The passage on dialog and POV below calls fiction an art form. List everything the passage says fiction must therefore be open to.

--- start of Passage ---

DIALOG AND POV

If you’ve been following Fantasy Authors Handbook for any length of time you’ll know I’m not big on rules for writing fiction. Fiction is an art form, and so has to be open to new ideas, new methods, new voices.

That said, there is one rule, at least for novel-length fiction, that I feel rather strongly about, and that is: one scene, one POV.

If you’re writing in first person, point of view is easy: everything is coming from the experience of the first person narrator: I did this, I saw that, and I felt good about it. In first person writing there’s no room to get into the heads, to hear the unspoken thoughts, of anyone else in the story. This is POV at its purest state.

It can get a bit more complicated in third person: He did this, she saw that, they felt good about it…? If “he” and “she” are separate people in that last sentence, one of them has to be the POV character, so it’s either: He did this, she saw that, she felt good about it or She did this, he saw that, he felt good about it. Why? Because what “he” did is likely clear to the person looking, but its not necessarily clear to the person doing something exactly what the other person saw, and though we can guess at what other people think, we can’t know for sure.

POV is the one element that newer, less experienced authors struggle with. I see it, and try to correct it, time and time again with the authors I work with. Some get it right away, others struggle to see breakdowns in POV happening in their own writing. And, like anything that might fall into the category of a (I cringe to use the word…) mistake, it can be difficult to spot even for the most experienced author, at least in the occasional or smaller lapse in POV.

--- end of Passage ---
--- start of Records shown ---

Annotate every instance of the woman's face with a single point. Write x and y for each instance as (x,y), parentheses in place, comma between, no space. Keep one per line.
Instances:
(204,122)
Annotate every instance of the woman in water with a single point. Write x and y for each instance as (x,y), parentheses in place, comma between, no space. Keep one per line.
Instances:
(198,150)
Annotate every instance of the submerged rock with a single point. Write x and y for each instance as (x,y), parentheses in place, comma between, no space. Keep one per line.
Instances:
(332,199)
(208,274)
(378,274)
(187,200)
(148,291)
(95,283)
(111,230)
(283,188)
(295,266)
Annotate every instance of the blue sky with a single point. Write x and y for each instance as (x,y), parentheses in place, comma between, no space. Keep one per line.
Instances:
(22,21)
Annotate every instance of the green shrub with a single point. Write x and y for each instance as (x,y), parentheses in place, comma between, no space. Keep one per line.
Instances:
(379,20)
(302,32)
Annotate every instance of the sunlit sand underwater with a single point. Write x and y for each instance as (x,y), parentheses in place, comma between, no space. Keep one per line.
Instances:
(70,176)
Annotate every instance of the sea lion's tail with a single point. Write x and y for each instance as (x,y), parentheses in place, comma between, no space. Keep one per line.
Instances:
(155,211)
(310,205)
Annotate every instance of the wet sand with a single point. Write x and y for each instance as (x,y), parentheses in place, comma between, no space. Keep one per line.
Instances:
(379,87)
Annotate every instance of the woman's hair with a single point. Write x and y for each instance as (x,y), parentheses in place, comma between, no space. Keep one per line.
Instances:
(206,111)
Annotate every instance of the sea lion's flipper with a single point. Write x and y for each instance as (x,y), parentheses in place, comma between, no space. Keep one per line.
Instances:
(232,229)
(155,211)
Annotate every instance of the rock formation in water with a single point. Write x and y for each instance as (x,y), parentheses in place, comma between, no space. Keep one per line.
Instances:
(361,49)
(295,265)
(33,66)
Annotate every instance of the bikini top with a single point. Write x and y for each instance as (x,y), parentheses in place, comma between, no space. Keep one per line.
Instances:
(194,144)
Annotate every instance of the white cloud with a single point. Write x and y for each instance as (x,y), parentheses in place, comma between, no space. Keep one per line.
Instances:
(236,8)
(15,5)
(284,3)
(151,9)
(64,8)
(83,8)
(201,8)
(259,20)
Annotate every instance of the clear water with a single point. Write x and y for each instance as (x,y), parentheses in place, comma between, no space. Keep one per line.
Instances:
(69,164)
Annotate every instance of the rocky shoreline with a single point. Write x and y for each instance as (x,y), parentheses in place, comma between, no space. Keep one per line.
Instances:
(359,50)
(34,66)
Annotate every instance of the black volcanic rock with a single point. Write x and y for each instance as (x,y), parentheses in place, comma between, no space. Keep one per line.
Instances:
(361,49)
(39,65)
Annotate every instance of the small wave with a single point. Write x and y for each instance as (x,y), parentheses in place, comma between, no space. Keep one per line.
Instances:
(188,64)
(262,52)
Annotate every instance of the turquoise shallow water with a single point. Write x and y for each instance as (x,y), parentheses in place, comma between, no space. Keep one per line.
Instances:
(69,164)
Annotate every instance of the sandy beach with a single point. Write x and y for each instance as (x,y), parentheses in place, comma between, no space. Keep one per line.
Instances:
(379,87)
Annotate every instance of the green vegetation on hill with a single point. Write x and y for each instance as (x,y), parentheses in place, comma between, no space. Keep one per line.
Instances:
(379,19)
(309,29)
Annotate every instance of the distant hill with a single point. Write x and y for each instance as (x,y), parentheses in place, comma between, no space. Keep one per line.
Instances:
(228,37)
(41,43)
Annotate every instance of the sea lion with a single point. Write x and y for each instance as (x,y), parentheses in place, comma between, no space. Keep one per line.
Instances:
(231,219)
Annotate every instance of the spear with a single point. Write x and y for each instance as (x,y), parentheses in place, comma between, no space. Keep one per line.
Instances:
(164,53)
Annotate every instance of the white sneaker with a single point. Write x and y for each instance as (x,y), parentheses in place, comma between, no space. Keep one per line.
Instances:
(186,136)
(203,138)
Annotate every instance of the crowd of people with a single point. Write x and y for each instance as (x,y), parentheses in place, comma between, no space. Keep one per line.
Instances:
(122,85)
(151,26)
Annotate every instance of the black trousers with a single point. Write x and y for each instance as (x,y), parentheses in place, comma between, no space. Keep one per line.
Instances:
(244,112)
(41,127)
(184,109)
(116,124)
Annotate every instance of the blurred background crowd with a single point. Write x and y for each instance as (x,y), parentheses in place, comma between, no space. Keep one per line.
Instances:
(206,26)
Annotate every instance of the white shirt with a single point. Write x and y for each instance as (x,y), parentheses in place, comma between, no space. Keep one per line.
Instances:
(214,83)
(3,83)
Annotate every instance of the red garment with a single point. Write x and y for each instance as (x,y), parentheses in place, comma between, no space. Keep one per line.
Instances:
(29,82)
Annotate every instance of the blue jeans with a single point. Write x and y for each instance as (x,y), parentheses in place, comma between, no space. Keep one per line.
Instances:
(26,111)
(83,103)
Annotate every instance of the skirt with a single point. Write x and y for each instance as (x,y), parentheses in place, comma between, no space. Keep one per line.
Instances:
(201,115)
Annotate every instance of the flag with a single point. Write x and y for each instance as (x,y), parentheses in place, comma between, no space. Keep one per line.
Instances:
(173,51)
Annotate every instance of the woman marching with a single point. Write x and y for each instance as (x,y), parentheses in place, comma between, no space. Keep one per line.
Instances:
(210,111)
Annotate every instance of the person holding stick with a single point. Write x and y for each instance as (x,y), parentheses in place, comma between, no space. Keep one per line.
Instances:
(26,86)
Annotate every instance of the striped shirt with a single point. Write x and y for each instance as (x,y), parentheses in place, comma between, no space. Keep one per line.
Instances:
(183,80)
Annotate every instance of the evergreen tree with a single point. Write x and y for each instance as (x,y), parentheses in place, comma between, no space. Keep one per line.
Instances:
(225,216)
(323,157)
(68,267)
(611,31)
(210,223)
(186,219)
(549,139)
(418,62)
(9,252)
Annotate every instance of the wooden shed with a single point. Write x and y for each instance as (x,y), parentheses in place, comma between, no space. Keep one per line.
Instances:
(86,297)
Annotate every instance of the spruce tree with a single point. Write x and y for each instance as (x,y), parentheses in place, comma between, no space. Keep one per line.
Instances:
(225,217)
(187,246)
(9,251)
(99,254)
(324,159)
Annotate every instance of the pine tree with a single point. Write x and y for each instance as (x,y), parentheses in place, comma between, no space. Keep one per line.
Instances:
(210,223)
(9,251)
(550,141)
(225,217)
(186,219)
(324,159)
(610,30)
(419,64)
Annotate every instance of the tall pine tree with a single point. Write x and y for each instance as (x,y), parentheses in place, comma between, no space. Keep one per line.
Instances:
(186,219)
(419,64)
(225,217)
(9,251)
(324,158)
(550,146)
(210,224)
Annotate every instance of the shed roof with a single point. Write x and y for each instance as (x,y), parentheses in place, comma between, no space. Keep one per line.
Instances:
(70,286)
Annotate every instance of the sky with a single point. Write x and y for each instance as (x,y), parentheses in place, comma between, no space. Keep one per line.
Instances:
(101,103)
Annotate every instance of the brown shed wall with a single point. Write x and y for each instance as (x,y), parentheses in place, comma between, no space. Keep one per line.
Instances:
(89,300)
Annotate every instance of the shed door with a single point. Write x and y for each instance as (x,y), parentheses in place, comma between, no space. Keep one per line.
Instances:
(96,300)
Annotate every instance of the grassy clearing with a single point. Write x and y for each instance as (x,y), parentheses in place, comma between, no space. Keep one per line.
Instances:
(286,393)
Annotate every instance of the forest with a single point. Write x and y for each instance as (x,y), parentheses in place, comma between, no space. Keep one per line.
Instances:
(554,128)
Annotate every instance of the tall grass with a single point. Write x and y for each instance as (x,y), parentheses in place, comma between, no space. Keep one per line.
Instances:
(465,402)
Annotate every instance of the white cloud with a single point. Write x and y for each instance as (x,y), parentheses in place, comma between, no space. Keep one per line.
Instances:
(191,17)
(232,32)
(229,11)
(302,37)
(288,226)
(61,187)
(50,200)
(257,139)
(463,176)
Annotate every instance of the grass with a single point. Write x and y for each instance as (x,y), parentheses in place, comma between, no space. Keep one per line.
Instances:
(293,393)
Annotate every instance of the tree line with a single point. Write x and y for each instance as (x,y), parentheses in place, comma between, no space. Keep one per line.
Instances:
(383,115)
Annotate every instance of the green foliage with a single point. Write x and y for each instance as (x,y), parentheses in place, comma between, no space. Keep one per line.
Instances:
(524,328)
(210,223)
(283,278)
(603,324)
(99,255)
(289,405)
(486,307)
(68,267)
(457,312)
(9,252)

--- end of Records shown ---

Reply to the exercise:
new ideas, new methods, new voices